_Dataset records_
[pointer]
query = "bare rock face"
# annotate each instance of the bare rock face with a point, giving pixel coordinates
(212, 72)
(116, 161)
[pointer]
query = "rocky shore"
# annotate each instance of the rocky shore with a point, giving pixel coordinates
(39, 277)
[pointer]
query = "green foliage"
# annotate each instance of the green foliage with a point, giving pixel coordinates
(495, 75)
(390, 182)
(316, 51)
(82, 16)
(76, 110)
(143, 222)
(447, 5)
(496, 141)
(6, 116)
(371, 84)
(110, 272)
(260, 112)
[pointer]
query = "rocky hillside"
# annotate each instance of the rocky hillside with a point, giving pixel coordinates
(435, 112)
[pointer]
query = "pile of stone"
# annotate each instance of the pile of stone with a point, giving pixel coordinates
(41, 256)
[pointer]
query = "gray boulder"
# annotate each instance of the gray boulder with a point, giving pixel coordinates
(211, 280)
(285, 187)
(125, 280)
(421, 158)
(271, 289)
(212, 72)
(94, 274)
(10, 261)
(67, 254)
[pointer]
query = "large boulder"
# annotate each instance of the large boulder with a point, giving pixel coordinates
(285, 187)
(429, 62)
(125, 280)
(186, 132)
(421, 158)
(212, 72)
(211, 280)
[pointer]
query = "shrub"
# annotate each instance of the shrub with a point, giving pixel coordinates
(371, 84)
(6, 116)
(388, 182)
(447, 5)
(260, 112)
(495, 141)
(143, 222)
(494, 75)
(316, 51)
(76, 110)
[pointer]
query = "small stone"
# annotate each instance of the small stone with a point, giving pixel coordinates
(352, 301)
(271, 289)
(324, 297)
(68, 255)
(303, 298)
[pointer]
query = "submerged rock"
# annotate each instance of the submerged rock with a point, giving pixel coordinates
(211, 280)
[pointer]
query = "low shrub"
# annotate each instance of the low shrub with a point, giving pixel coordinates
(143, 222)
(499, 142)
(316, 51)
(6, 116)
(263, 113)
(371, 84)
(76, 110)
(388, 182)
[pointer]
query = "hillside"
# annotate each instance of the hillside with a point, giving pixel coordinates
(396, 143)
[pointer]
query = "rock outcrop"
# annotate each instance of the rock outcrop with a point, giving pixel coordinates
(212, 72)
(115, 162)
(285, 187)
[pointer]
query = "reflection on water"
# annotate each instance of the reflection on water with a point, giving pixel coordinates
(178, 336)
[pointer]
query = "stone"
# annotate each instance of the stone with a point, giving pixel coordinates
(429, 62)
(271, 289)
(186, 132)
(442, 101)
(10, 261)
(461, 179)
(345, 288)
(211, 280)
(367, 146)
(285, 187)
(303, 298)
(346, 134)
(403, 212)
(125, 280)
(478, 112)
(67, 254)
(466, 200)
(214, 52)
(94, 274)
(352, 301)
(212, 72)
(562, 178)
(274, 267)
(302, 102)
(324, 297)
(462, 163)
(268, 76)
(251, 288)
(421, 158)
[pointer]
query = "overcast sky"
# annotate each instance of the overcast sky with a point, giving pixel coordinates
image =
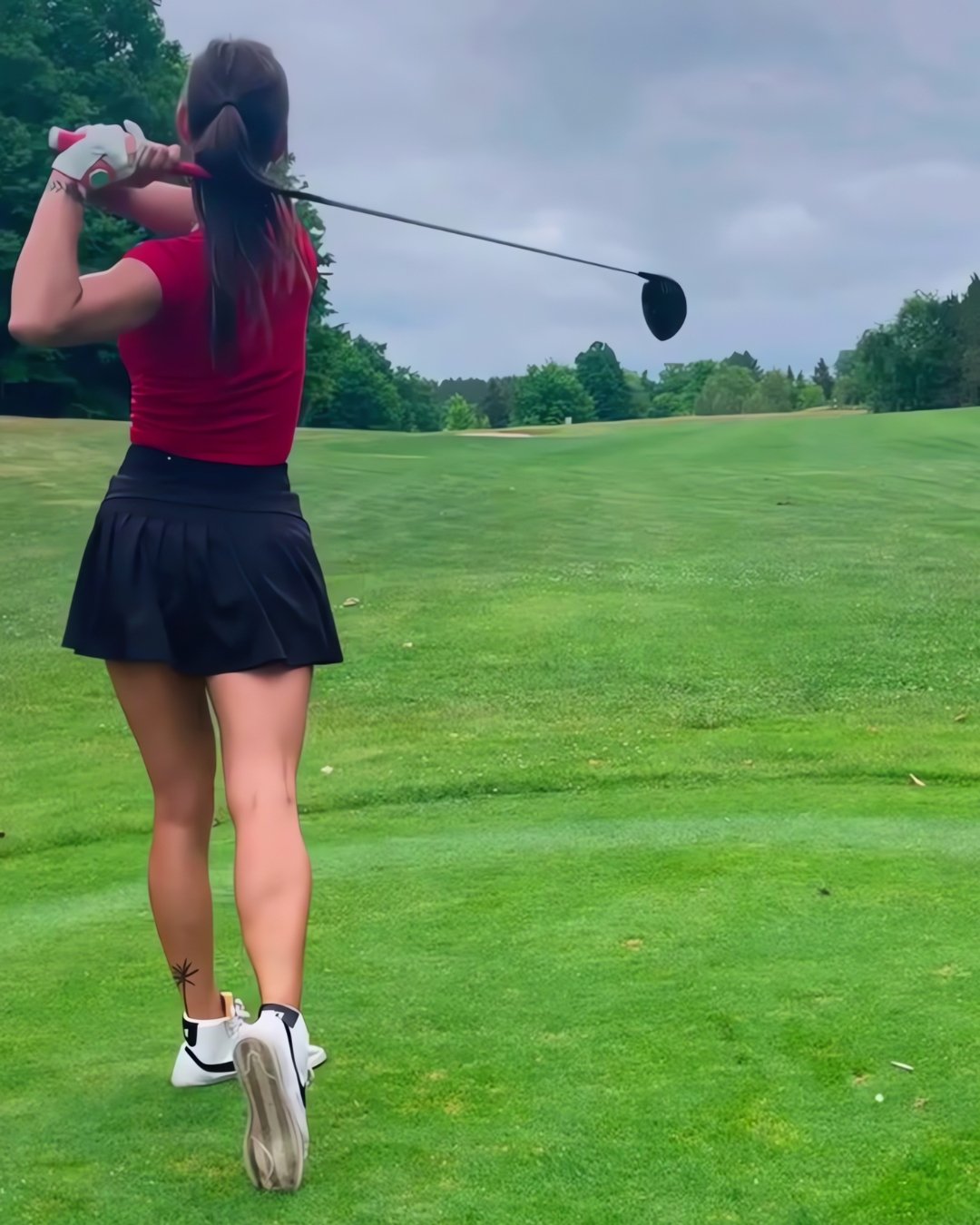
(799, 165)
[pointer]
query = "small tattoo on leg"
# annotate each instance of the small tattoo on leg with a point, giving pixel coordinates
(182, 976)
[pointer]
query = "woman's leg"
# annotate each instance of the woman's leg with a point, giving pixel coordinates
(262, 721)
(169, 717)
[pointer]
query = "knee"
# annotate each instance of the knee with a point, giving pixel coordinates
(185, 804)
(255, 794)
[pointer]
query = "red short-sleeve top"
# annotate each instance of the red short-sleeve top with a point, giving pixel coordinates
(188, 405)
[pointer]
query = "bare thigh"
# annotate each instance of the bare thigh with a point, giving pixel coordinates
(169, 717)
(262, 720)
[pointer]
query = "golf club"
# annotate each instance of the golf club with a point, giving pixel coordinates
(663, 300)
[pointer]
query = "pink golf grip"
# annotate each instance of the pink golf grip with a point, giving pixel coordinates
(60, 140)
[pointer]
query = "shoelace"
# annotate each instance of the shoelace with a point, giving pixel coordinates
(239, 1015)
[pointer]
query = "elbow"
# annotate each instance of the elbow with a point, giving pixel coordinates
(32, 332)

_Challenge_
The pictures in the entries should be left out; output everything else exactly.

_Exercise result_
[pointer]
query = "bare rock face"
# annotate each instance of the bare rock face with a point, giving pixel coordinates
(212, 72)
(116, 161)
[pointer]
query = "rocky shore"
# annotate each instance of the rocky shore with a point, giving pixel coordinates
(39, 277)
[pointer]
query = "green foliage"
# annotate each instance of the green foliage with a point, giving pixel coordinates
(495, 75)
(390, 182)
(316, 51)
(82, 16)
(76, 110)
(143, 222)
(447, 5)
(496, 141)
(6, 116)
(371, 84)
(110, 272)
(260, 112)
[pointer]
query = "rocky hillside"
# annotate each instance of the rocky hillside with a point, giving pixel coordinates
(435, 112)
[pointer]
query = "pile of stone"
# annotate each instance of the pile of stone with a point, giving pixel coordinates
(41, 256)
[pointer]
query = "gray boulder"
# annotate each instance of the gray boulder with a point, giving pixel coordinates
(211, 280)
(285, 187)
(125, 280)
(421, 158)
(271, 289)
(212, 72)
(94, 274)
(10, 261)
(67, 254)
[pointer]
query = "large boulder"
# annotate each instance of the large boulder with a point, giving pixel coordinates
(285, 187)
(429, 62)
(125, 280)
(186, 132)
(421, 158)
(212, 72)
(211, 280)
[pointer]
query = "shrub"
# annotate each instance of the shrub with a point, giving pixel coordinates
(371, 84)
(6, 116)
(388, 182)
(447, 5)
(260, 112)
(495, 141)
(143, 222)
(494, 75)
(316, 51)
(76, 110)
[pointer]
query = "small stone"
# annotate each instance of the small stone with a point, giving pixel coordinates
(352, 301)
(271, 289)
(324, 297)
(68, 255)
(303, 298)
[pointer]
query = "submerged rock"
# annotate each instance of the submerged rock with a point, giving pixel coordinates
(211, 280)
[pointer]
query = "low shrub"
# annotate each instance of the low shrub with a point, giving pixel coordinates
(143, 222)
(499, 142)
(316, 51)
(6, 116)
(263, 113)
(371, 84)
(76, 110)
(388, 182)
[pointer]
query = "hillside"
# annotate each instance of the hillside with a point, giving pixel coordinates
(396, 143)
[pointer]
query = "rock outcrop"
# annotate each instance of the rock outcrop with a point, giving pixel coordinates
(212, 72)
(115, 162)
(285, 187)
[pointer]
query = "reflection on water"
# annotate each instance of the reflection on water with a point, giving pixel coordinates
(178, 336)
[pointer]
query = "stone"
# annotate each instance of the stone with a point, giving pixel coordinates
(429, 62)
(271, 289)
(186, 132)
(442, 101)
(10, 261)
(461, 179)
(345, 288)
(211, 280)
(367, 146)
(285, 187)
(303, 298)
(346, 134)
(403, 212)
(125, 280)
(478, 112)
(67, 254)
(466, 200)
(214, 52)
(94, 274)
(352, 301)
(212, 72)
(562, 178)
(274, 267)
(302, 102)
(324, 297)
(462, 163)
(268, 76)
(251, 288)
(421, 158)
[pointer]
query = "overcast sky"
# annotate each instance of the overcast sky with a point, giving pixel coordinates
image =
(799, 165)
[pointer]
query = "small tattoo on leg"
# annotate each instance of the small tattoo on leg with a point, giving pixel coordinates
(182, 976)
[pointer]
query = "woman's leg"
# annotate each instance of the woman's leg with a point, giving pixel coordinates
(262, 721)
(169, 717)
[pointer]
query = "knee"
# annotate each instance of the knee with a point, giving pixel coordinates
(185, 804)
(255, 794)
[pointer]
query = "red short-sleeve top"
# annotate each instance of the red short-sleeve top with a point, giving pixel coordinates
(188, 405)
[pointer]
query = "bare thigh"
# annotate each instance of the bare thigh with a point, giving pixel coordinates
(169, 717)
(262, 720)
[pointer]
query = "golf club"
# annotate each instance of the golf club with a point, giving pixel coordinates
(663, 300)
[pointer]
query = "pink golf grip"
# annotate each instance of the pink golf grip with a point, giving pixel coordinates
(60, 140)
[pointer]
query = "shoelace"
# annotate each instance of the shoelace with a point, giving pixel coordinates
(239, 1015)
[pointer]
query = "elbow"
# annotate each instance of the elbow with a point, giving pixel coordinates
(32, 332)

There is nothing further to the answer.